- **Exercise requirements**
Pick out every line in the data that contains the word "nose" and copy each such line in full.

++++

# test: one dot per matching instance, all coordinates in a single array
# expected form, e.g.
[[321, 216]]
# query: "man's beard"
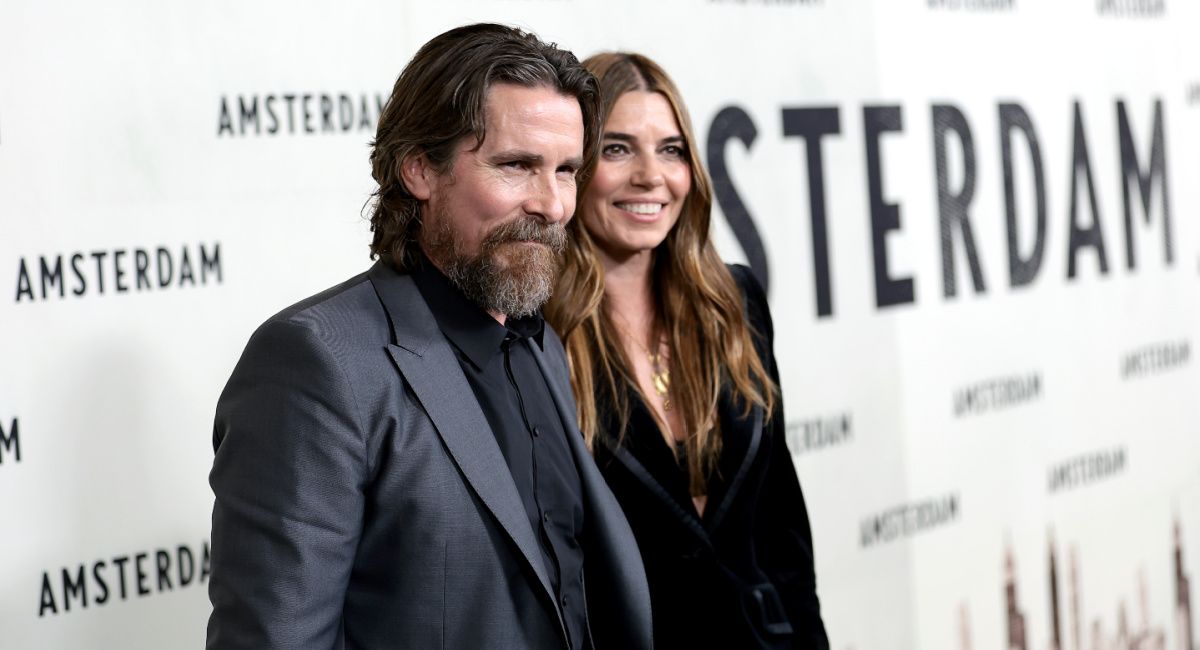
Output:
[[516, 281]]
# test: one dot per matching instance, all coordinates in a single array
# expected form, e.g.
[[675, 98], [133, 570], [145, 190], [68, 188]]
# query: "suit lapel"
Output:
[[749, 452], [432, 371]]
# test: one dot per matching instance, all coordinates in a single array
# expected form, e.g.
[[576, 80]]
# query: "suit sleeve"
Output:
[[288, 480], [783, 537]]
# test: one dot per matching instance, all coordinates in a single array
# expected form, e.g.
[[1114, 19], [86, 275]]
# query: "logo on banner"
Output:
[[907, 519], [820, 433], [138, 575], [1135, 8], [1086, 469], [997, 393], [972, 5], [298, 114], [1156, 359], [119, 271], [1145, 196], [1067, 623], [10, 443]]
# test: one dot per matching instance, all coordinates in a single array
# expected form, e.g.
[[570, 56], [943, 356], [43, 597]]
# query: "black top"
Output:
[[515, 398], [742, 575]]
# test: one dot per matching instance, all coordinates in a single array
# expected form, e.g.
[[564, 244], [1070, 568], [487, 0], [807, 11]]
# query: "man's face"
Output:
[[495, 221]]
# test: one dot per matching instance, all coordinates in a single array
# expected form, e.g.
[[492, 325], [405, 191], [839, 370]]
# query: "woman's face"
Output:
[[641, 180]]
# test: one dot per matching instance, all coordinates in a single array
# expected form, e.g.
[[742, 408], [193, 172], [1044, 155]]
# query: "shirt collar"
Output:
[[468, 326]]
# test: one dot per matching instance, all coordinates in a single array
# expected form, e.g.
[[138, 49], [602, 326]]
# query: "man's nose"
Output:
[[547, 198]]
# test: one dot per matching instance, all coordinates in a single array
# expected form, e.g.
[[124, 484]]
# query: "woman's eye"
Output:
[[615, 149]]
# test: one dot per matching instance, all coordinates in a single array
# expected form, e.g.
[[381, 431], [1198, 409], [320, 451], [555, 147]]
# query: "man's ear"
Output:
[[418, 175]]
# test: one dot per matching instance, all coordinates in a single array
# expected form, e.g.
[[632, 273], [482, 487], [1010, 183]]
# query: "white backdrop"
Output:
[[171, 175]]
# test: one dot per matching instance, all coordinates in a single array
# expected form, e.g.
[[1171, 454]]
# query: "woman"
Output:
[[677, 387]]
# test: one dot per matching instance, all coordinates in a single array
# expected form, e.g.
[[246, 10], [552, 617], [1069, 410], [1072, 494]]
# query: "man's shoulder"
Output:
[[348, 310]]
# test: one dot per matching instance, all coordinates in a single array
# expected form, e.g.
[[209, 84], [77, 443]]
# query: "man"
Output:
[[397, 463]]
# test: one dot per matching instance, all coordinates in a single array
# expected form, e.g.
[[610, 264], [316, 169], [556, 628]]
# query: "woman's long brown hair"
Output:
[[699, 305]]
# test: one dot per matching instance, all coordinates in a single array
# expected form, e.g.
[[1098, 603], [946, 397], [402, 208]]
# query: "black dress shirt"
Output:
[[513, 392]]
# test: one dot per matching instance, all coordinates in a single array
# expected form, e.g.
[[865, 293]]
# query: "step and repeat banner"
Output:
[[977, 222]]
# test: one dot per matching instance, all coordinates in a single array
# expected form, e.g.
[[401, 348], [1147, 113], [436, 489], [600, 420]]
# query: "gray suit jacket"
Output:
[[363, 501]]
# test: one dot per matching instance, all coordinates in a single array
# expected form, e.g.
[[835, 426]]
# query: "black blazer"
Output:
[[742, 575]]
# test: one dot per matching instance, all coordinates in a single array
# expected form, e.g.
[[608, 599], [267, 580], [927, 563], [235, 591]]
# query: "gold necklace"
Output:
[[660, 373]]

++++

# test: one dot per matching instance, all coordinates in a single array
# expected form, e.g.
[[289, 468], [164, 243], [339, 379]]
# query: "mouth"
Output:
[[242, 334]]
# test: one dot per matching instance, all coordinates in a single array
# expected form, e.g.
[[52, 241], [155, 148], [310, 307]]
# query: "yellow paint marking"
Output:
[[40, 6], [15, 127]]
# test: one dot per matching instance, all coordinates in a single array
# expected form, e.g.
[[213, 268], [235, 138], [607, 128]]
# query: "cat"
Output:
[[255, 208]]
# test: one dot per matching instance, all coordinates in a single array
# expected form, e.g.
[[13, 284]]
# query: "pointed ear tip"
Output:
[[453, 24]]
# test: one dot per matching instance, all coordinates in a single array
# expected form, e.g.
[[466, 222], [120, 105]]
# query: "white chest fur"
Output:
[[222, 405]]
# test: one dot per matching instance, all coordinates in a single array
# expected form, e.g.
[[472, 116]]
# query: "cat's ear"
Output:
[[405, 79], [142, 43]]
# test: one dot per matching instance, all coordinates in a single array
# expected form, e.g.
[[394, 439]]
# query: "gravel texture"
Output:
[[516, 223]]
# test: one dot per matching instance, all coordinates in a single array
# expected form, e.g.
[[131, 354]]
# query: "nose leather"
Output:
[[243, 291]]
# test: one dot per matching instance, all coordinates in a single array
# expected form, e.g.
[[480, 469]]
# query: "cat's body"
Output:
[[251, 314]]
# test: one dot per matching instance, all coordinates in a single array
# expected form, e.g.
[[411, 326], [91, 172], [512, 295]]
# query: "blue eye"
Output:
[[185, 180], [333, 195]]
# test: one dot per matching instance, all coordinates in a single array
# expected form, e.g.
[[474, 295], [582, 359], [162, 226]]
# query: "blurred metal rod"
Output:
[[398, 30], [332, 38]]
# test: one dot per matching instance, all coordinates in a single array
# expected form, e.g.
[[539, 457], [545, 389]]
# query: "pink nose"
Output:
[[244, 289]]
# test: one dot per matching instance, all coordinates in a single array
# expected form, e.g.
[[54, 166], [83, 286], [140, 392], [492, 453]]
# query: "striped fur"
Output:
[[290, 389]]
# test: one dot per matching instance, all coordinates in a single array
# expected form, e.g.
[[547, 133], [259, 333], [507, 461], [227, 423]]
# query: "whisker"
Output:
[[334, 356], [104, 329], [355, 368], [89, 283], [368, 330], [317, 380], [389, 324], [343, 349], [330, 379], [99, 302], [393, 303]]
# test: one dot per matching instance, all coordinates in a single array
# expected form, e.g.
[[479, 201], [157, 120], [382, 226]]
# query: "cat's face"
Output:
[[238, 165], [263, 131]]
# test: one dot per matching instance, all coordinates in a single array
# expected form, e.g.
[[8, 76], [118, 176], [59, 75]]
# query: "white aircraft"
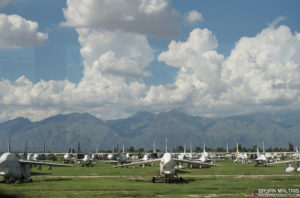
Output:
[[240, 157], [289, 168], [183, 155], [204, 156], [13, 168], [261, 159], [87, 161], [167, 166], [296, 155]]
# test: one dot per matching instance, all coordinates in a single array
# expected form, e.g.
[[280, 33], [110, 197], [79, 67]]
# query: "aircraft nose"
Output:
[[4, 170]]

++++

- **Output of the exercise**
# query: "man's nose"
# query: "nose leather"
# query: "pink nose"
# query: "aircraft nose"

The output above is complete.